## Texte fourni
----------------

Romain Espinosa, Comment sauver les animaux ? Une économie de la condition animale, Paris : Puf, 2021, 304 p. ISBN 978-2-13-081871-7, 20 euros.

Texte intégral

1Ce livre explore l’interface entre la science économique, notamment l’économie comportementale, et la condition animale. L’économie comportementale, champ d’étude relativement récent de l’économie inspiré de la psychologie offre en effet de nombreuses perspectives sur le sujet du bien-être animal.

2On découvre dans ce livre que la discipline économique fournit des outils notionnels et pratiques nombreux pour penser une société où les intérêts des êtres humains et les intérêts des autres animaux convergent, ou en tout cas, peuvent coexister harmonieusement. L’auteur y examine les conditions dans lesquelles les animaux vivent aujourd’hui en France et la manière dont il est possible de les aider. Les obstacles qui entravent l’amélioration du bien‐être animal et la façon de les lever sont également exposés.

----------------

## Enregistrements à traiter
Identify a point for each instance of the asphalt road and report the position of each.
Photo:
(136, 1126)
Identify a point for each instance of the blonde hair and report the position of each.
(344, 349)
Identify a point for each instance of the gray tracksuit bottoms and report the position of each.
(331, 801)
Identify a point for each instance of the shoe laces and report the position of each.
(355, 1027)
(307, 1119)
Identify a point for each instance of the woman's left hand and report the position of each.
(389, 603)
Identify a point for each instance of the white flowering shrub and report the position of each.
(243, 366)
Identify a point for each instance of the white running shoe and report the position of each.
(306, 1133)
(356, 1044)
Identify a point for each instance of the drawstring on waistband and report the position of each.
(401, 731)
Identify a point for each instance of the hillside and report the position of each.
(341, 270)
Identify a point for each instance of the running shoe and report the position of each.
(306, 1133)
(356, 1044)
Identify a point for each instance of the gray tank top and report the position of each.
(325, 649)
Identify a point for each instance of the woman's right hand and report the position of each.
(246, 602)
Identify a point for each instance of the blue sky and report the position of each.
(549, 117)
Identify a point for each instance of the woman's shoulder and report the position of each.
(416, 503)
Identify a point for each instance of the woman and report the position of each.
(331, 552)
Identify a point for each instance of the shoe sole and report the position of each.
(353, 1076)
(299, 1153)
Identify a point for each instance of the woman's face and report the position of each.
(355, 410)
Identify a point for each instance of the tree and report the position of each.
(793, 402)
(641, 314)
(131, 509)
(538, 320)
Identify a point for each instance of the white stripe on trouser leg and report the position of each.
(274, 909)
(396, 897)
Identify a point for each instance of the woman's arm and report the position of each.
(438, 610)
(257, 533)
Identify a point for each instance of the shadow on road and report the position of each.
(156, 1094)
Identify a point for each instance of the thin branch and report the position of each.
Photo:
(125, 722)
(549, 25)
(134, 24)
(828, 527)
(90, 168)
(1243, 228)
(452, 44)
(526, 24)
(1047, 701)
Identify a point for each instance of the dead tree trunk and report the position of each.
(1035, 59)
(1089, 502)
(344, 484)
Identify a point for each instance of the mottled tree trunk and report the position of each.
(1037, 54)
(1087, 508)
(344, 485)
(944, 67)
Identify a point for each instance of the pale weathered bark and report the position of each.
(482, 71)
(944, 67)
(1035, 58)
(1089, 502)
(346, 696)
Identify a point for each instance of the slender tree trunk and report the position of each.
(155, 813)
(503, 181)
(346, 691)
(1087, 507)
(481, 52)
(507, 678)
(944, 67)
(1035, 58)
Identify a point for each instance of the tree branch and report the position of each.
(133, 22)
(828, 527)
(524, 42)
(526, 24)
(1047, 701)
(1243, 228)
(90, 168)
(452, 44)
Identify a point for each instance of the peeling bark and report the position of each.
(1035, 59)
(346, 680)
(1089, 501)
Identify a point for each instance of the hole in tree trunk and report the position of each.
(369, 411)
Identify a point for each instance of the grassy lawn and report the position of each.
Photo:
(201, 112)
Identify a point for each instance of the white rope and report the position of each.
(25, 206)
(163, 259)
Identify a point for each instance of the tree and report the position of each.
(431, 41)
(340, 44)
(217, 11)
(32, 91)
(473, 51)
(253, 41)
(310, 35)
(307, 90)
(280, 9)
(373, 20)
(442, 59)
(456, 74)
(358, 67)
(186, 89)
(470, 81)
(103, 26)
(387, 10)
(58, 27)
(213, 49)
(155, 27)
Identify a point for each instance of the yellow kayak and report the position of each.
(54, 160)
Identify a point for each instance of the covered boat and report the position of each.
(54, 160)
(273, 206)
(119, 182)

----------------

## Exercice écrit 1
Recopiez fidèlement le passage du texte fourni qui commence à « Texte intégral » et se termine à « sont également exposés. ».
## Exercice écrit 2
Mettez sous forme de liste numérotée les lignes des enregistrements, en commençant à la ligne qui contient « Identify a point for each instance of the hole » et en terminant à la fin des enregistrements, sans les lignes vides.
Le texte fourni et les enregistrements sont deux documents indépendants l'un de l'autre.

## Résultat 1
Texte intégral

1Ce livre explore l’interface entre la science économique, notamment l’économie comportementale, et la condition animale. L’économie comportementale, champ d’étude relativement récent de l’économie inspiré de la psychologie offre en effet de nombreuses perspectives sur le sujet du bien-être animal.

2On découvre dans ce livre que la discipline économique fournit des outils notionnels et pratiques nombreux pour penser une société où les intérêts des êtres humains et les intérêts des autres animaux convergent, ou en tout cas, peuvent coexister harmonieusement. L’auteur y examine les conditions dans lesquelles les animaux vivent aujourd’hui en France et la manière dont il est possible de les aider. Les obstacles qui entravent l’amélioration du bien‐être animal et la façon de les lever sont également exposés.

## Résultat 2
1. Identify a point for each instance of the hole in tree trunk and report the position of each.
2. (369, 411)
3. Identify a point for each instance of the grassy lawn and report the position of each.
4. Photo:
5. (201, 112)
6. Identify a point for each instance of the white rope and report the position of each.
7. (25, 206)
8. (163, 259)
9. Identify a point for each instance of the tree and report the position of each.
10. (431, 41)
11. (340, 44)
12. (217, 11)
13. (32, 91)
14. (473, 51)
15. (253, 41)
16. (310, 35)
17. (307, 90)
18. (280, 9)
19. (373, 20)
20. (442, 59)
21. (456, 74)
22. (358, 67)
23. (186, 89)
24. (470, 81)
25. (103, 26)
26. (387, 10)
27. (58, 27)
28. (213, 49)
29. (155, 27)
30. Identify a point for each instance of the yellow kayak and report the position of each.
31. (54, 160)
32. Identify a point for each instance of the covered boat and report the position of each.
33. (54, 160)
34. (273, 206)
35. (119, 182)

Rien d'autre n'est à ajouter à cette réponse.